■ Work item: Every entry should be returned exactly. Omit none of them.
• • • • •
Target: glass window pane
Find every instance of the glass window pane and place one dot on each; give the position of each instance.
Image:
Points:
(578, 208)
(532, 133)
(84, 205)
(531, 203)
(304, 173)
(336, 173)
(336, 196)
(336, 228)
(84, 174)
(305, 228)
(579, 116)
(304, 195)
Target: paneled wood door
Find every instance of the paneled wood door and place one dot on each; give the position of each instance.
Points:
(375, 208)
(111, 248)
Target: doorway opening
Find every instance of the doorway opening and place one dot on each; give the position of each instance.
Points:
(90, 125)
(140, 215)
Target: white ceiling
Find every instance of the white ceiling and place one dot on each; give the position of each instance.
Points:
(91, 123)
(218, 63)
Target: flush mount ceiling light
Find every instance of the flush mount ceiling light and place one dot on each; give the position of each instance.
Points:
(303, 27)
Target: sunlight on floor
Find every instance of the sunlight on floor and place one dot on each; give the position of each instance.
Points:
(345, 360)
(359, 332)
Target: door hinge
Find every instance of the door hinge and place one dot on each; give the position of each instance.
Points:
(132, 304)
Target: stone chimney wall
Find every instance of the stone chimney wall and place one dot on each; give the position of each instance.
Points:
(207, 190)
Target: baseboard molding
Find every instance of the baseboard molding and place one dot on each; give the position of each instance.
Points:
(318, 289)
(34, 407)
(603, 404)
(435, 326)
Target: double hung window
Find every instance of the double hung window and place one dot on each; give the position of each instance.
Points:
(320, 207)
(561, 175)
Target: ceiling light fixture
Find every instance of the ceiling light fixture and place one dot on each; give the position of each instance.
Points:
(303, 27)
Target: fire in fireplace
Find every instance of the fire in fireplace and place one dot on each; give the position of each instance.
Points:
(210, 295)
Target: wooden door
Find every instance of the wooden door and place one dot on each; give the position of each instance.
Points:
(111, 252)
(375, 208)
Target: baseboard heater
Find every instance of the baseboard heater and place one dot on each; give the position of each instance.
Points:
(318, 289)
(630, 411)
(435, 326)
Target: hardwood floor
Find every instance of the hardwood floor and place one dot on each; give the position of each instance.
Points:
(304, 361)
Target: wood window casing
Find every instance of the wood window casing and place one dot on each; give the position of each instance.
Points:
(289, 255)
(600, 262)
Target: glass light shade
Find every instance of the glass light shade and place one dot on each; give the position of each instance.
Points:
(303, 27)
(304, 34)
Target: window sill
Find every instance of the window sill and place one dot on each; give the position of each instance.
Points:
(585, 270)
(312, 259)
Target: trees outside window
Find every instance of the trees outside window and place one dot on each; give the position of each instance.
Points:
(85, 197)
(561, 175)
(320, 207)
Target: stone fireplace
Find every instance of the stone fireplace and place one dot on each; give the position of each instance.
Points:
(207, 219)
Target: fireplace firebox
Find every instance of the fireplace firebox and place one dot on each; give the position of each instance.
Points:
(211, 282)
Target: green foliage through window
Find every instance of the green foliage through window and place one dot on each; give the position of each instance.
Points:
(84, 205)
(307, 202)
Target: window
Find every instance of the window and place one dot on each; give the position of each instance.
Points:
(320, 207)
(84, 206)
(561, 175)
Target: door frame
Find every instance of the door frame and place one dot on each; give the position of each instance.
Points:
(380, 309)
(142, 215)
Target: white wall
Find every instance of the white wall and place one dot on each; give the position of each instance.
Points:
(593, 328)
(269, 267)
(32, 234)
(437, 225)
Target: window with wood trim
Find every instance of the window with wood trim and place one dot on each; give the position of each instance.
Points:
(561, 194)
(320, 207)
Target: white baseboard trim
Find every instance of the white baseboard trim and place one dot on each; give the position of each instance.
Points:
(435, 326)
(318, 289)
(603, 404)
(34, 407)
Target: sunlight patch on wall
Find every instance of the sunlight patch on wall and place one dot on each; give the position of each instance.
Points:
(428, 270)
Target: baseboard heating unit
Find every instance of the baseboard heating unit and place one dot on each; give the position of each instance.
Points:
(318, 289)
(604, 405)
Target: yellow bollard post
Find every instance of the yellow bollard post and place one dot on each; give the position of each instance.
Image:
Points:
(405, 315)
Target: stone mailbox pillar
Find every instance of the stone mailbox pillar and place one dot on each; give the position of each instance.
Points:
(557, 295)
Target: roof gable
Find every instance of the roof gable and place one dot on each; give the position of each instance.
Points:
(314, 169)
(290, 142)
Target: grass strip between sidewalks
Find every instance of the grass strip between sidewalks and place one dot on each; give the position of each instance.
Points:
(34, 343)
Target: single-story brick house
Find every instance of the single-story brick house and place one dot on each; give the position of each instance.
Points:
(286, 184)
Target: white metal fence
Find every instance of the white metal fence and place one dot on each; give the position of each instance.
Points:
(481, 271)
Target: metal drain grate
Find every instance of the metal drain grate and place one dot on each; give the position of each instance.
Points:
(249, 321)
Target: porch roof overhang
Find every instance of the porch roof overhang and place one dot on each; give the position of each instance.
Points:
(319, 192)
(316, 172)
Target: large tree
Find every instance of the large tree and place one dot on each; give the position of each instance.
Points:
• • • • •
■ Reply:
Target: glass window pane
Find every instance of the glass window pane and place one dot on each; give the position of each instance.
Image:
Points:
(578, 208)
(532, 133)
(84, 205)
(531, 203)
(304, 173)
(336, 173)
(336, 196)
(336, 228)
(84, 174)
(305, 228)
(579, 116)
(304, 195)
Target: paneled wood door
Find every instance of the paneled wood door and place one dot on each; give the position of each instance.
Points:
(375, 208)
(111, 248)
Target: doorway opening
Find every instance of the doorway opening and place one dot on each; give the position of each instance.
Points:
(90, 125)
(140, 215)
Target: white ceiling
Find every instance of the white ceiling and place one dot on each; give the position of each instance.
Points:
(91, 123)
(218, 63)
Target: flush mount ceiling light
Find every instance of the flush mount ceiling light and place one dot on each; give the position of each instance.
Points:
(303, 27)
Target: sunlight on floor
Find every instance of the sunlight on floor and place one dot on each; give the position of each instance.
Points:
(345, 360)
(359, 332)
Target: door hinge
Find every instance of the door hinge and place one dot on each; give the position of each instance.
Points:
(132, 304)
Target: stone chimney wall
Find every instance of the stone chimney wall and place one dot on each; give the position of each instance.
Points:
(207, 190)
Target: baseboard molding
Find every instance of the baseboard molding and place one dot on each; give the position of each instance.
Points:
(318, 289)
(34, 407)
(603, 404)
(435, 326)
Target: double hung window
Find every instance of the double hung window and place one dot on each; give the position of each instance.
Points:
(320, 207)
(561, 175)
Target: ceiling light fixture
Find every instance of the ceiling light fixture and place one dot on each; give the position of each instance.
Points:
(303, 27)
Target: fire in fireplace
Find every instance of the fire in fireplace and place one dot on each; give the position of each instance.
Points:
(210, 295)
Target: wooden door
Find every instance of the wooden door and place one dot on each; give the position of each instance.
Points:
(111, 252)
(375, 208)
Target: baseboard heater
Find every instance of the baseboard heater and place one dot on each; give the position of each instance.
Points:
(318, 289)
(630, 411)
(435, 326)
Target: hardwood floor
Find every instance of the hardwood floor and place one dot on each; give the position of each instance.
Points:
(304, 361)
Target: wood window casing
Find every instance of the wood window casing and place one dot on each; give the position of each instance.
Points:
(289, 255)
(600, 262)
Target: glass light shade
Find every instance of the glass light shade and place one dot on each; give the position of each instance.
Points:
(303, 27)
(304, 34)
Target: window sill
Find every instance of the window sill and place one dot on each; give the position of each instance.
Points:
(585, 270)
(312, 259)
Target: trees outside window
Find every instance of the trees outside window and place one dot on each; give the position of each instance.
Points:
(85, 197)
(561, 175)
(320, 207)
Target: stone fireplace
Find every instance of the stone fireplace and place one dot on each; give the position of each instance.
Points:
(207, 219)
Target: fireplace firebox
Find every instance of the fireplace firebox and place one dot on each; give the position of each instance.
Points:
(211, 282)
Target: green foliage through window
Find every instance of the green foliage through window and place one dot on each; give the position of each instance.
Points:
(84, 205)
(307, 202)
Target: window
Find every instance of the window and place one dot on each; give the position of each instance.
Points:
(320, 207)
(84, 206)
(561, 175)
Target: door frame
Find every instance of the door frame and place one dot on each; give the position of each instance.
Points:
(380, 309)
(142, 215)
Target: white wall
Find every instance of the white wall and place one dot on each; give the position of each instance.
Points:
(593, 328)
(269, 267)
(32, 234)
(437, 225)
Target: window with wood trim
Find every instance of the window with wood trim and place one dot on each; give the position of each instance.
Points:
(561, 194)
(320, 207)
Target: white baseboard trim
Find every instance of the white baseboard trim and place one dot on each; give the position of each instance.
Points:
(435, 326)
(318, 289)
(603, 404)
(34, 407)
Target: sunlight patch on wall
Find every instance of the sunlight patch on wall and place one dot on each; give the position of each instance.
Points:
(428, 270)
Target: baseboard heating unit
Find every instance of the baseboard heating unit and place one dot on each; give the position of each instance.
Points:
(318, 289)
(604, 405)
Target: yellow bollard post
Find every instance of the yellow bollard post and place one dot on each; give the position of each instance.
Image:
Points:
(405, 315)
Target: stone mailbox pillar
Find every instance of the stone mailbox pillar and place one dot on each; give the position of each instance.
Points:
(557, 295)
Target: roof gable
Find every instance of the roof gable and place one dot on each; give the position of each instance.
Points:
(314, 169)
(290, 142)
Target: grass strip between sidewalks
Find every instance of the grass strip between sidewalks and place one dot on each; give the position of each instance.
Points:
(34, 343)
Target: single-story brick house
Find every instance of the single-story brick house and place one dot on each; give the position of each instance.
Points:
(286, 184)
Target: white metal fence
Find every instance of the white metal fence and place one dot on each; give the position of each instance.
Points:
(481, 271)
Target: metal drain grate
Find every instance of the metal drain grate and place one dot on each; give the position of each instance.
Points:
(249, 321)
Target: porch roof overhang
Find every instance of the porch roof overhang and place one dot on each; give the position of each instance.
Points:
(319, 192)
(316, 172)
Target: large tree
Find every instance of the large tree and place one dot on each; give the position of each instance.
Points:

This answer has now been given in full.